→ **PROBLEM STATEMENT**
Only the pictures are to be left out; return the rest of the data exactly as it stands.

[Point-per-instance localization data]
▬▬▬▬▬▬▬▬▬▬
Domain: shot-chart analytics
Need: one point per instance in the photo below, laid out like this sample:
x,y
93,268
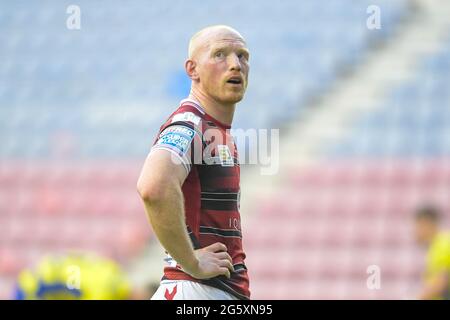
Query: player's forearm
x,y
166,215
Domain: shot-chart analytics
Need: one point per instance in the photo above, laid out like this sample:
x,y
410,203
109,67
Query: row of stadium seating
x,y
354,207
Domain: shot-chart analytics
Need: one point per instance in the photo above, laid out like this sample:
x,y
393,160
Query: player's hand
x,y
213,261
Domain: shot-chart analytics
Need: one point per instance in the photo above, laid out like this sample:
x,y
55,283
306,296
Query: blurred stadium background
x,y
364,118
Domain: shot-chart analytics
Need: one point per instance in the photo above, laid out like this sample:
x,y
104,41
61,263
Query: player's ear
x,y
191,69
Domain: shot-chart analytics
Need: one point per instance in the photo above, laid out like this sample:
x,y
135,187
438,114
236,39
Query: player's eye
x,y
242,56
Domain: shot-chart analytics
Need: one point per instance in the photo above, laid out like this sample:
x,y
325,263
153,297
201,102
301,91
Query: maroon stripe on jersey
x,y
219,205
216,171
227,233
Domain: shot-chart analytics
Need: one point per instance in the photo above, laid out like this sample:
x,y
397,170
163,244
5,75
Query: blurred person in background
x,y
73,277
429,235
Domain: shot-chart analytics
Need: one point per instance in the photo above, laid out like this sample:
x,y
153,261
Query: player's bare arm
x,y
159,186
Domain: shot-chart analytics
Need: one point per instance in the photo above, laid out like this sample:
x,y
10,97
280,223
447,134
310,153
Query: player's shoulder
x,y
188,113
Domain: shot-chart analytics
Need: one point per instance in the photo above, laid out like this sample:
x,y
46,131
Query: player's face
x,y
224,69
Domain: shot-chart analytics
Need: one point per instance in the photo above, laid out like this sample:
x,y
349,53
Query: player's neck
x,y
221,112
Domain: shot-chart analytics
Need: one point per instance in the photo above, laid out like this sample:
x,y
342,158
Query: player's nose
▬▬▬▬▬▬▬▬▬▬
→ **EXPECTED ANSWER**
Domain: shot-chart analytics
Need: one point per instance in the photo below, laid out like this sample:
x,y
93,268
Query: player's forearm
x,y
166,215
Domain: shot-chart analytics
Need: one point per instance in the photo above, laid out like this sample:
x,y
410,203
109,67
Query: row of stadium seating
x,y
354,207
Domain: shot-chart analytics
Need: one point per instance in the photo above, laid out like this sample:
x,y
393,160
Query: player's hand
x,y
213,261
Domain: shot-chart analytics
Need: one point per instance in the photo above, laid out like this sample:
x,y
55,283
306,296
Query: blurred stadium background
x,y
364,118
Domain: shot-chart analytics
Need: one point per instance in the photo above, laid out like this sample:
x,y
104,41
61,263
Query: player's ear
x,y
191,69
Domain: shot-chart analytics
Need: one point per instance in the photo above, laid out like this sample:
x,y
135,187
438,114
236,39
Query: player's eye
x,y
242,56
Domain: shot-chart analytics
Need: one point per instance in the photo above, laid out like this sample:
x,y
325,263
153,297
201,102
301,91
Query: maroon stripe on jersey
x,y
219,205
216,171
227,233
Domain: shot-chart analytics
Need: one point per instance in the photo above, laid out like this sample:
x,y
397,170
163,244
5,75
Query: blurred person in background
x,y
73,277
429,235
Domain: shot-chart analytics
Need: one point per instance in the photo above, laid out like this sample:
x,y
153,261
Query: player's bare arm
x,y
159,186
Domain: shot-chart analytics
Need: one point per instance in the photo above, laid out like this sample:
x,y
10,97
280,223
447,134
310,153
Query: player's shoulder
x,y
188,113
Domain: shot-chart analytics
Need: one point per instance in the photo above, laid out like this sample:
x,y
46,131
Query: player's face
x,y
224,69
Domain: shot-chart analytics
Need: one point per instance in the photo above, laid out like this sample:
x,y
349,53
Query: player's neck
x,y
221,112
Domain: shot-chart analytics
Need: one point per instance in the photo above, laid out like this sample:
x,y
342,158
Query: player's nose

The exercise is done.